Determine how many lines in the items below contain the word "pole". State only the number.

◆ **RECORDS FOR PROCESSING**:
(begin)
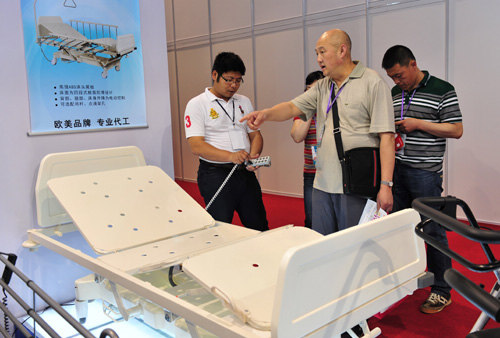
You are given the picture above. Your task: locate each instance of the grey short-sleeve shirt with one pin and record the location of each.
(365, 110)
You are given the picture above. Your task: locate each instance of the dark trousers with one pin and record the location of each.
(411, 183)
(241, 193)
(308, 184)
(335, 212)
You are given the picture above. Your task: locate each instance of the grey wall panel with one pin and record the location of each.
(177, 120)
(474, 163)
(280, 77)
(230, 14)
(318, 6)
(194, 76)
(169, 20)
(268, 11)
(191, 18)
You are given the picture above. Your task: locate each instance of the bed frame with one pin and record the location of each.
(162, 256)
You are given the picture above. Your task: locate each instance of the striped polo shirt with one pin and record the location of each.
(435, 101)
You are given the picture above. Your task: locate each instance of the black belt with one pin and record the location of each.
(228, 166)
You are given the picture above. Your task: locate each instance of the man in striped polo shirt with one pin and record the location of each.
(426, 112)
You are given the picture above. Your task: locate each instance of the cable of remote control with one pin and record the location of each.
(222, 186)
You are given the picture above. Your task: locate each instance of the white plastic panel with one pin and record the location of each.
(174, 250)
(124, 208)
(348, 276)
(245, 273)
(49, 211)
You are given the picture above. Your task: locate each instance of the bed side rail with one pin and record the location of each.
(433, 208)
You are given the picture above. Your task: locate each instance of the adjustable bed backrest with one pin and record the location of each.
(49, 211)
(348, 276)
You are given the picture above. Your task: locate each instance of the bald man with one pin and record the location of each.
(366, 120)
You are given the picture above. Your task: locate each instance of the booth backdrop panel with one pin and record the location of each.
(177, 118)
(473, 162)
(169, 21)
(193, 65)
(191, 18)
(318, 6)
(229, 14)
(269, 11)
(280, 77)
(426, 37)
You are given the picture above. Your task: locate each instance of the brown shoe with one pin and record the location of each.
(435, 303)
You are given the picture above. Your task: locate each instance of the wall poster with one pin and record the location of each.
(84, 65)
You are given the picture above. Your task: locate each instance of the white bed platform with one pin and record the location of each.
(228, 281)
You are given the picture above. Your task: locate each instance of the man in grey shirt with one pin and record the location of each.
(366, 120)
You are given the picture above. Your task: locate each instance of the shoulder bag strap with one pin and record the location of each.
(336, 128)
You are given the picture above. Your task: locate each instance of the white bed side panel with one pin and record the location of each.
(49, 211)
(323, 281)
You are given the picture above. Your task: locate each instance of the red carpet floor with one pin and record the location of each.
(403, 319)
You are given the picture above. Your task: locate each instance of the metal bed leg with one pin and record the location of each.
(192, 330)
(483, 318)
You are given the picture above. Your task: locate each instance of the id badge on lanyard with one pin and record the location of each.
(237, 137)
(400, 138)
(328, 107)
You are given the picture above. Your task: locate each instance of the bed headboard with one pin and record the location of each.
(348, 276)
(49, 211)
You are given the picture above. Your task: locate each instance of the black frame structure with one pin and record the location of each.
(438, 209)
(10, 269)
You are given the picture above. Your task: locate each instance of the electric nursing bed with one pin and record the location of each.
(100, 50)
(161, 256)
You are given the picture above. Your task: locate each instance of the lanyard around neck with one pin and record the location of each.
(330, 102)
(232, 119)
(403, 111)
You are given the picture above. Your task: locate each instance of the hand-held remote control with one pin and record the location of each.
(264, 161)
(end)
(begin)
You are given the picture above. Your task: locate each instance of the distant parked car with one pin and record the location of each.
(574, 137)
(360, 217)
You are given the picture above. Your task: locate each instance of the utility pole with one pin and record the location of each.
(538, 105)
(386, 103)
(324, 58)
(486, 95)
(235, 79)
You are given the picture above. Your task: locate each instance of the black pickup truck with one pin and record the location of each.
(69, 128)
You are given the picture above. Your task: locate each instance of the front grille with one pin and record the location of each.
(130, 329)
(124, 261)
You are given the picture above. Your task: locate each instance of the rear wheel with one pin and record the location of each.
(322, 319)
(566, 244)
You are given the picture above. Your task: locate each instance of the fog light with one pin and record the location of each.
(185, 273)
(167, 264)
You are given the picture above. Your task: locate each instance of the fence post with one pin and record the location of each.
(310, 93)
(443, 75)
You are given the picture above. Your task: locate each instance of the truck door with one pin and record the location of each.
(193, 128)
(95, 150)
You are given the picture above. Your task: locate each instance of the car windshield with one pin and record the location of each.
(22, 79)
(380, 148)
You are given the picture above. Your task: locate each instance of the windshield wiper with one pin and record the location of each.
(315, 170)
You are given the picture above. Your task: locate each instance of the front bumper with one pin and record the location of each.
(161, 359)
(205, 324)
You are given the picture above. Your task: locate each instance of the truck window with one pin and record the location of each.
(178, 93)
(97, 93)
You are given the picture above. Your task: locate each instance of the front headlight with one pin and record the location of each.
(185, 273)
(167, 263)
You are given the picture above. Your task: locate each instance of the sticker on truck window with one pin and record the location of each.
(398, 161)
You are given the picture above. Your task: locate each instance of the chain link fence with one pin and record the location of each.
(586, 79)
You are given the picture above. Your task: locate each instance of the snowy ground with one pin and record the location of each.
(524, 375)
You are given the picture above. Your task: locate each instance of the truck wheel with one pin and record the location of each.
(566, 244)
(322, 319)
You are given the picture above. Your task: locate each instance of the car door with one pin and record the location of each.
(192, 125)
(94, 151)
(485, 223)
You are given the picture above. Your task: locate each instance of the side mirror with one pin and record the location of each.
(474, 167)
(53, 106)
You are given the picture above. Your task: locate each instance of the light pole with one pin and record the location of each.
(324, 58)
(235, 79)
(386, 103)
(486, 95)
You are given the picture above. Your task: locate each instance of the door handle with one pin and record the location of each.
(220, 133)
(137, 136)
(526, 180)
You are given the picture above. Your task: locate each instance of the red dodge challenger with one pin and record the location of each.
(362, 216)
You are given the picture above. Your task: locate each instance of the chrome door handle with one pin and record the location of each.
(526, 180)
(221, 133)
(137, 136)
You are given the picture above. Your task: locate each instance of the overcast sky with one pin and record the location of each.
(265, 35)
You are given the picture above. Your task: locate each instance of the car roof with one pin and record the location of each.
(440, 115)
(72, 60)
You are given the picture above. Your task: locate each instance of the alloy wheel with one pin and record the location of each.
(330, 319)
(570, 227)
(end)
◆ **RESULT FOR THIS TASK**: 2